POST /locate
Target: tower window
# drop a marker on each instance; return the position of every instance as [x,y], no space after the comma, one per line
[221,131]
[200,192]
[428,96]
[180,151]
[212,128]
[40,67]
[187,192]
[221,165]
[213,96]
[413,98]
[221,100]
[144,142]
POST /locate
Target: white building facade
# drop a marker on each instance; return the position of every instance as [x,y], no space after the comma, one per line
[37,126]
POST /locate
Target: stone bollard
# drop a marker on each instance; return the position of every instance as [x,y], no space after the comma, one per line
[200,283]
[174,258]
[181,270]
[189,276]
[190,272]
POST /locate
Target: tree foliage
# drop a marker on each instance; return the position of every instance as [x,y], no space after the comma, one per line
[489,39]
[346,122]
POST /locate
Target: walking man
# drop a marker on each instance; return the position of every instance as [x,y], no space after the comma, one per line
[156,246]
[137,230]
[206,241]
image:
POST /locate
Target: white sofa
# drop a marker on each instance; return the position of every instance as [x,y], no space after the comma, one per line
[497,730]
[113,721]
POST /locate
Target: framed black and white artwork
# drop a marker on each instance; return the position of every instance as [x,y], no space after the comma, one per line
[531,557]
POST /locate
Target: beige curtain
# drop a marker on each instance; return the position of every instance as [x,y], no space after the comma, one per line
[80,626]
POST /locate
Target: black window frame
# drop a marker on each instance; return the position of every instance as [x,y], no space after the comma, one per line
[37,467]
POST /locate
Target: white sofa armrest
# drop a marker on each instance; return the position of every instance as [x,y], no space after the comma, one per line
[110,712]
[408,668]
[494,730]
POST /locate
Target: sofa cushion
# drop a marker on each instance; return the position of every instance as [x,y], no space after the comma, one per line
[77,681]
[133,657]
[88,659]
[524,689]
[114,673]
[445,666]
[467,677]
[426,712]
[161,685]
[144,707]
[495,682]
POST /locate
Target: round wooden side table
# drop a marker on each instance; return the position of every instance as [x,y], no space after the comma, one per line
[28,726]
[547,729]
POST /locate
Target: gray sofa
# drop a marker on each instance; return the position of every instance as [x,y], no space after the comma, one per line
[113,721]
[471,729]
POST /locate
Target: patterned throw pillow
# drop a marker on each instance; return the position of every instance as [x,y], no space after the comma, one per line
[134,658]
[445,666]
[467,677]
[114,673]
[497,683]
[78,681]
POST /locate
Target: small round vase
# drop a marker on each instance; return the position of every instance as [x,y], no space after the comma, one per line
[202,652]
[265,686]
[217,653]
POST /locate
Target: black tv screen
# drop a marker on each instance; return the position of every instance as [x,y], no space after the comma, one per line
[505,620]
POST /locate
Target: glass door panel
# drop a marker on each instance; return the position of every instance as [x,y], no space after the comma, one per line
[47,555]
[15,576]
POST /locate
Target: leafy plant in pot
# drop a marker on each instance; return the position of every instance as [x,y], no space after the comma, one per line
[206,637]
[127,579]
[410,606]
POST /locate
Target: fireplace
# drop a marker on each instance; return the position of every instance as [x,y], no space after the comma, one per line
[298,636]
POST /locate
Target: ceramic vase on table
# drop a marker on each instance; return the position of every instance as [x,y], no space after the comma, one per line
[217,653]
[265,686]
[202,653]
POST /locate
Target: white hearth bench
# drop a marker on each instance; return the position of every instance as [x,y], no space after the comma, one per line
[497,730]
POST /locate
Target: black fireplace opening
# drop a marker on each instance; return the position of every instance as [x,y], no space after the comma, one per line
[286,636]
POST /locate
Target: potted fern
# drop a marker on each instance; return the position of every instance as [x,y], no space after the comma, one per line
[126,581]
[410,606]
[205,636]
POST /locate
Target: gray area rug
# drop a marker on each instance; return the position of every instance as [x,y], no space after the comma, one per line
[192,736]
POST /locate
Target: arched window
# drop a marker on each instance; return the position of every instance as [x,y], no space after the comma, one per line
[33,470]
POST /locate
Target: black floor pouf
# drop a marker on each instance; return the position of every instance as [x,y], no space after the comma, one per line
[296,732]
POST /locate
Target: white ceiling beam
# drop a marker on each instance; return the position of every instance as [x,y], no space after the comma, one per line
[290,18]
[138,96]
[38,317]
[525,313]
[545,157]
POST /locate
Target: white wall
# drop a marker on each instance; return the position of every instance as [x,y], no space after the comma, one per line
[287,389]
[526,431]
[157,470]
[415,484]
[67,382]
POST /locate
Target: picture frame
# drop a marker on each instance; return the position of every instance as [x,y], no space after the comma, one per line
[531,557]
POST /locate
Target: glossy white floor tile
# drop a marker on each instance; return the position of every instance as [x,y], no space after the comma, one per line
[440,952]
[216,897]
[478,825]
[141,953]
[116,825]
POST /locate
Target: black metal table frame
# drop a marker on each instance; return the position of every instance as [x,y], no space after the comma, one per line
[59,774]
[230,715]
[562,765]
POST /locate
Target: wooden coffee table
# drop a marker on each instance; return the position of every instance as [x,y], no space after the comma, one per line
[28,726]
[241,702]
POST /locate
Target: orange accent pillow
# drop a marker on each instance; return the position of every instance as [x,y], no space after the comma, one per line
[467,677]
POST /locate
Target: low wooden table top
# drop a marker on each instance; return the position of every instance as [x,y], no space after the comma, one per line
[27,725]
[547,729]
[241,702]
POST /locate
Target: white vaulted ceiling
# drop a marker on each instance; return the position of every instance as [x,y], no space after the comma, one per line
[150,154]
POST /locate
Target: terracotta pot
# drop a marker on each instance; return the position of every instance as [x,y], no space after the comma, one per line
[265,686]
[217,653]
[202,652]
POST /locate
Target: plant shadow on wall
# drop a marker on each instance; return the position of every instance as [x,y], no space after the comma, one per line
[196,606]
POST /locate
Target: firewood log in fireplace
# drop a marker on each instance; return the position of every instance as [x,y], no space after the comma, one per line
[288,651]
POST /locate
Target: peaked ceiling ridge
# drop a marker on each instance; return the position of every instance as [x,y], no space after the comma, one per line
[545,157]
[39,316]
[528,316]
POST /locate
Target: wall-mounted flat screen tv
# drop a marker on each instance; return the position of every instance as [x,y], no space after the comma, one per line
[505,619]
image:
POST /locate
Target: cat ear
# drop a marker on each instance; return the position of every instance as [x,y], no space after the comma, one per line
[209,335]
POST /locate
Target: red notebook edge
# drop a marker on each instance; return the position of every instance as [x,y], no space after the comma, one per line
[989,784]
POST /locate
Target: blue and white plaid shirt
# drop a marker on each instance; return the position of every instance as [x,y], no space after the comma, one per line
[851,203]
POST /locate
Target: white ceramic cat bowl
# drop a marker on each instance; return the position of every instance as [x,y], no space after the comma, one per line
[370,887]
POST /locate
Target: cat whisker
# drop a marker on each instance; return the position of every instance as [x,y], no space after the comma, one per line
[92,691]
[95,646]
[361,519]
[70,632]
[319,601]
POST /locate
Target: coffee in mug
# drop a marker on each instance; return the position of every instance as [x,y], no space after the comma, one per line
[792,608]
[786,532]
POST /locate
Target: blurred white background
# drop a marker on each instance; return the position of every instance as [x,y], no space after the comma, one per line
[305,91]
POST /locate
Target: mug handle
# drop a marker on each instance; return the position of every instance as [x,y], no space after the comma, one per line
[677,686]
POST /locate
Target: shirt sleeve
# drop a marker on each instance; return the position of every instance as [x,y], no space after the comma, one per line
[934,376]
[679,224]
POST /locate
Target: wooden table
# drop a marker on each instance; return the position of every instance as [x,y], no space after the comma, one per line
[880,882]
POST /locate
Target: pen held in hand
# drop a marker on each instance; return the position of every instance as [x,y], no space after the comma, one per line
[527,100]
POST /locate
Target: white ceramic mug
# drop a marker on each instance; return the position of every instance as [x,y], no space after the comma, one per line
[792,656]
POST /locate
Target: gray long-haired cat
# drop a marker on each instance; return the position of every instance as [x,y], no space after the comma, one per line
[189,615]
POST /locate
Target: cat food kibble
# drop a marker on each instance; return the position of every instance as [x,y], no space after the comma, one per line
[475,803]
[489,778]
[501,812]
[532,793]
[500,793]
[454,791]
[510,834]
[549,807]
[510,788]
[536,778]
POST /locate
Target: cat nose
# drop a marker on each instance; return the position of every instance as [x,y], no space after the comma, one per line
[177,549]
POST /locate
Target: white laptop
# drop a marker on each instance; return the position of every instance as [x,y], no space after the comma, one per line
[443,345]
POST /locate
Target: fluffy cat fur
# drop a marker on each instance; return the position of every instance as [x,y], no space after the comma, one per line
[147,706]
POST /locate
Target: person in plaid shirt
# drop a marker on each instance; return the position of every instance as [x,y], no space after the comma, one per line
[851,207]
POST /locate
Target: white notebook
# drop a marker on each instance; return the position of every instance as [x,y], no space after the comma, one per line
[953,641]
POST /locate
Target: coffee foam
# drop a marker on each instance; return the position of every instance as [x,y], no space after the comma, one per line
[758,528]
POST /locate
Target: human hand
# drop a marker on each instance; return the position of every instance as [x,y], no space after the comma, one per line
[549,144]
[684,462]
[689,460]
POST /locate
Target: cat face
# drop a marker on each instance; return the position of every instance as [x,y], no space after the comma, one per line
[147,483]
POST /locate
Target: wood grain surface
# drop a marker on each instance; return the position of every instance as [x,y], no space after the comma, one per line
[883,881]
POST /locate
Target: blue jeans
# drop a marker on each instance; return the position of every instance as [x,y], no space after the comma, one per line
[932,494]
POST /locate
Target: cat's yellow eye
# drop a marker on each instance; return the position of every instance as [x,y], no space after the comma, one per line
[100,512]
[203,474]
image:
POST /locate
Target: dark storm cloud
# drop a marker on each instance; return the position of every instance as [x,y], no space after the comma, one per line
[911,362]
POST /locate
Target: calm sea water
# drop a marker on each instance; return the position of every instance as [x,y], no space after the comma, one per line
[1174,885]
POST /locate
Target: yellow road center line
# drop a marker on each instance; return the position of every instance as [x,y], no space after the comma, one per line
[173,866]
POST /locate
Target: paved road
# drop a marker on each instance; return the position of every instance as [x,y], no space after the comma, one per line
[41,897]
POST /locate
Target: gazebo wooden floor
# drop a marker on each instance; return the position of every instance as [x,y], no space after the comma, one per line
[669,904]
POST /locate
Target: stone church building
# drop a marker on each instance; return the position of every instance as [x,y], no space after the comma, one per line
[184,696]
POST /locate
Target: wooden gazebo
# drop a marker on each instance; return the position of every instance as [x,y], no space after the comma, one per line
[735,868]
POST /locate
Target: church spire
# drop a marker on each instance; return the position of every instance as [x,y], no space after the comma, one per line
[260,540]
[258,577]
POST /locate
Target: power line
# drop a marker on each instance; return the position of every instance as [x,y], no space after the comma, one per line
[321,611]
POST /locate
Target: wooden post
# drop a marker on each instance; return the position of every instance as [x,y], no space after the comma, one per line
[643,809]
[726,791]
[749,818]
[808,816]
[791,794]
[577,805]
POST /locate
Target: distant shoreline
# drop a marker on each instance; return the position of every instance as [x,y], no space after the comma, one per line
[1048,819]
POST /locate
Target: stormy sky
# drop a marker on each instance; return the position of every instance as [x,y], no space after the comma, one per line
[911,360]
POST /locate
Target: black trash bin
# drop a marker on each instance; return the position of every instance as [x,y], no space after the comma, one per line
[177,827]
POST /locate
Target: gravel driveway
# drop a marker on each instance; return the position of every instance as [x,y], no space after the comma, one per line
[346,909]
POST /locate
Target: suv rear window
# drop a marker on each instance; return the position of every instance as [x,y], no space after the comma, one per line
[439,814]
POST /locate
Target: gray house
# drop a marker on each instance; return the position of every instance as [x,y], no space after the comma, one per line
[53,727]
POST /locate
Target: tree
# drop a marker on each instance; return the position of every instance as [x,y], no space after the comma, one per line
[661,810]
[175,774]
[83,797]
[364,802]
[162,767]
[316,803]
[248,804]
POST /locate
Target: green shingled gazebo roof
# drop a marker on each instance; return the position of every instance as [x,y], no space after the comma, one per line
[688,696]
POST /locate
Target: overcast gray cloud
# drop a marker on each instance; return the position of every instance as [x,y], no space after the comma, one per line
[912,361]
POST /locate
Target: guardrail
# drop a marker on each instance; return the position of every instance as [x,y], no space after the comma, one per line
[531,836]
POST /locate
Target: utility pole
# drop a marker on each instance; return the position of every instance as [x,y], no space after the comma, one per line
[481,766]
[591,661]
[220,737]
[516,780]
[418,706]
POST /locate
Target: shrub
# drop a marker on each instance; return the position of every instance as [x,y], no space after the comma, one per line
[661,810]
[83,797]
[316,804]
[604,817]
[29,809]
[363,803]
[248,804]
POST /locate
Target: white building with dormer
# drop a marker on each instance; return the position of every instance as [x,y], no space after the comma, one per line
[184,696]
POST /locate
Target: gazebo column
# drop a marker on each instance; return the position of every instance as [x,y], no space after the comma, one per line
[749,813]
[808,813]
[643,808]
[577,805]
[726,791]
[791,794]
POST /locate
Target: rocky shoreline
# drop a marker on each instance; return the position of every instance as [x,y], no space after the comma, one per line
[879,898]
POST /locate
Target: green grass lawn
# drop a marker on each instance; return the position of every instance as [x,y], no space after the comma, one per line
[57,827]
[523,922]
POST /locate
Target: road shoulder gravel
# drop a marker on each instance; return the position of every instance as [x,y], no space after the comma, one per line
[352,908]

[EXERCISE] How many lines in the records above contain the string "pillow", with case counting? Reply with the number only.

[TASK SOLUTION] 2